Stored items
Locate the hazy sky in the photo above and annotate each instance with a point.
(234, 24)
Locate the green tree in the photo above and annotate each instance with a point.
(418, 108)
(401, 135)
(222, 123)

TASK TO CARRY OUT:
Reproduce every one of the entries above word for word, line by line.

THE RESULT:
Locate the hazy sky in the photo above and annotate each instance with a point.
(234, 24)
Locate the green tree in the photo above and annotate each instance with a point.
(418, 108)
(401, 135)
(222, 123)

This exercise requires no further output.